# start of SUPPLIED RECORDS
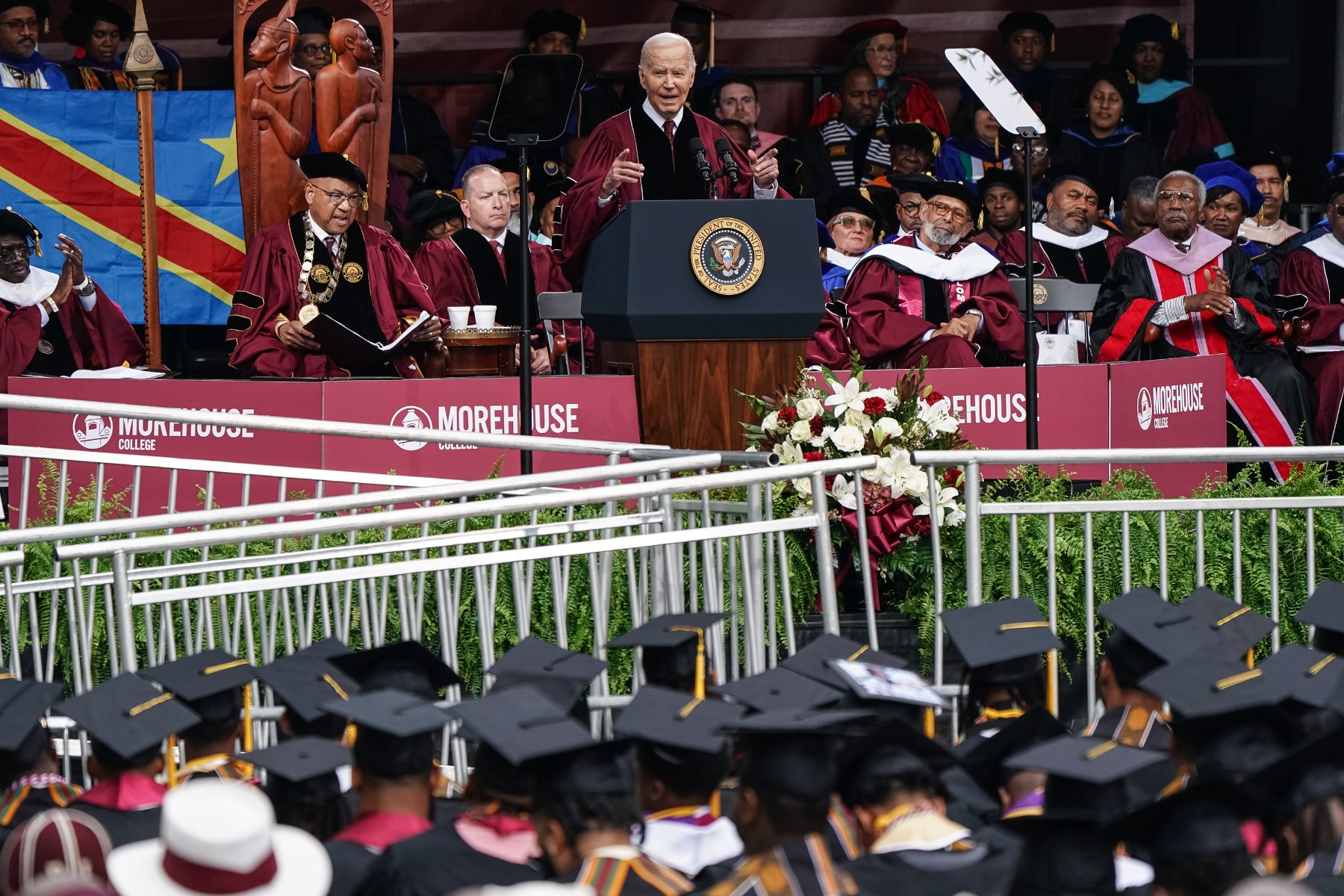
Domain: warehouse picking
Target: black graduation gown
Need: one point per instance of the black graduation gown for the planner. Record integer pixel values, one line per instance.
(987, 869)
(124, 827)
(437, 862)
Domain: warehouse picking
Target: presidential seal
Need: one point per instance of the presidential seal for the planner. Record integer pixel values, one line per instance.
(727, 257)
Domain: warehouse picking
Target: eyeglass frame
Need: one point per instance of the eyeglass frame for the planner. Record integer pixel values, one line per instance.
(340, 199)
(853, 220)
(942, 210)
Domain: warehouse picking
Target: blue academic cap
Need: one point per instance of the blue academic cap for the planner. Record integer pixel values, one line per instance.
(1229, 173)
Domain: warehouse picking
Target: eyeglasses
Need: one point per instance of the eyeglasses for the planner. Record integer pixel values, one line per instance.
(941, 210)
(340, 199)
(850, 220)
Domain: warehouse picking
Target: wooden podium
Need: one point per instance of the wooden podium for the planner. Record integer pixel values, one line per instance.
(700, 301)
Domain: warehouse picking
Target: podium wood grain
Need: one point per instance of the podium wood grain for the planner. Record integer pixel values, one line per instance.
(687, 390)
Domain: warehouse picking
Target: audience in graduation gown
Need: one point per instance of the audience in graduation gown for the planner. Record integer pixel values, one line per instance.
(1102, 143)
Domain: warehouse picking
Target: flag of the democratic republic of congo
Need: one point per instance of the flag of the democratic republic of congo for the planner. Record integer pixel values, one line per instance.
(69, 163)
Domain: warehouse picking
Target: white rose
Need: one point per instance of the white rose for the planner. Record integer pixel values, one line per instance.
(808, 408)
(889, 428)
(848, 440)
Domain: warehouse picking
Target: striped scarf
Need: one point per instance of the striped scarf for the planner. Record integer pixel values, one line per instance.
(840, 148)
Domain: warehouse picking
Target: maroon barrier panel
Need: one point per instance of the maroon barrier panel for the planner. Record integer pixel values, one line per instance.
(1174, 403)
(588, 408)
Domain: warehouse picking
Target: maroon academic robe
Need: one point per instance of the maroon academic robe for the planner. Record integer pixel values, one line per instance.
(1316, 273)
(894, 292)
(268, 293)
(452, 280)
(1082, 260)
(579, 217)
(97, 339)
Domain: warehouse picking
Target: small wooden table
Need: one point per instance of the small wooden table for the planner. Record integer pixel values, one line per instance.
(482, 352)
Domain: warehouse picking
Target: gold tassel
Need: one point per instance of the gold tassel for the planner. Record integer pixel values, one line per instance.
(172, 761)
(246, 718)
# end of SUPPLIED RECORDS
YOUR INSTRUCTIONS: Pictures excluded, quote all the data above exactly.

ANSWER:
Domain: warehouse picking
Target: black graduation gown
Need: one point per instance of the black graduation gown for the planner. Record integer pixel values, one line per instance.
(987, 869)
(124, 827)
(437, 862)
Domain: warehouse picking
Target: presidential seal
Need: one point per instance of the presidential seal for the planner. Record integer pixel values, one line per instance.
(727, 257)
Domain: warehouse picking
Target: eyeglass frame
Need: one point per instance of the eyeglass frame for the planner. Record integer pixel values, one line per instance.
(340, 199)
(853, 220)
(942, 210)
Domain: warehouse picking
Target: blue academic cap
Need: one point per instance of the blue academic cap for the planner. Record integer pixel values, one line per instance.
(1229, 173)
Domain: warehouse picking
Target: eyeglasses
Need: one point per instance of the eyeglasses for the planner. Record integer pixel values, one line per instance.
(941, 210)
(340, 199)
(850, 220)
Domain: warehouse picking
Target: wooden podium
Need: one point per instance of the wooden podium for the planner. Record integer pixel values, one line per instance.
(700, 301)
Domain: warehouse picking
Target: podium wood grain
Need: one point per instance of the podium wood grain for the planner. Record integer pixel values, one line per instance.
(687, 390)
Domain: warehouse picking
Target: audience in graduation gown
Need: one point per instance of the audience in graduation gown for the planner. Record integer pixel values, one line per instance.
(1102, 143)
Domain: warehouse picking
Target: flag of the democratic republic of congo
Need: one point per instance of the flag of the democratic republic of congo for the planner. Record integer pixel values, one line per instance.
(69, 163)
Domain: warehouse picking
Target: white rose
Need: one point per instance of the white rose for the planner. Record integer pixel values, one line per instance.
(808, 408)
(889, 428)
(848, 440)
Domain: warehouse picking
Target: striped scarf
Need: one point per instance of the striped scarf for the planner. Record integer pixel values, one line per instance.
(840, 148)
Domain: warehouse picking
Target: maroon barrier panel
Need: one point per instance of the maroon barrier panel for the planner. Record integer pixel values, one line per instance.
(1174, 403)
(588, 408)
Domain: warehouse picking
Target: maroon academic robe
Need: one point per instance of the maroon academic robe for the planner. Record integer pixel values, one line per instance.
(1316, 273)
(894, 292)
(268, 293)
(452, 280)
(1082, 260)
(579, 217)
(97, 339)
Domain: warehouse picking
Target: small wooden table
Need: one point per instance of the small wooden table for the planner. Record integer pixel values, one line per instance.
(482, 352)
Domain: warehouse picking
Target: gold tassel
Need: one point per instance of the gold tassel for the planner. Record integer pixel values, one line per instance.
(172, 761)
(246, 718)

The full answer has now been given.